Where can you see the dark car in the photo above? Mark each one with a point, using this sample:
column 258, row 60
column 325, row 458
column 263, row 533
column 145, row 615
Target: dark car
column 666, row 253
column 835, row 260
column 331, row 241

AIM OF THE TASK = Copy the rows above word for word.

OUTPUT OF THE TASK =
Where can you see the dark car in the photo above? Mark each one with a point, using this sample:
column 258, row 60
column 325, row 458
column 263, row 533
column 145, row 615
Target: dark car
column 666, row 253
column 835, row 260
column 331, row 241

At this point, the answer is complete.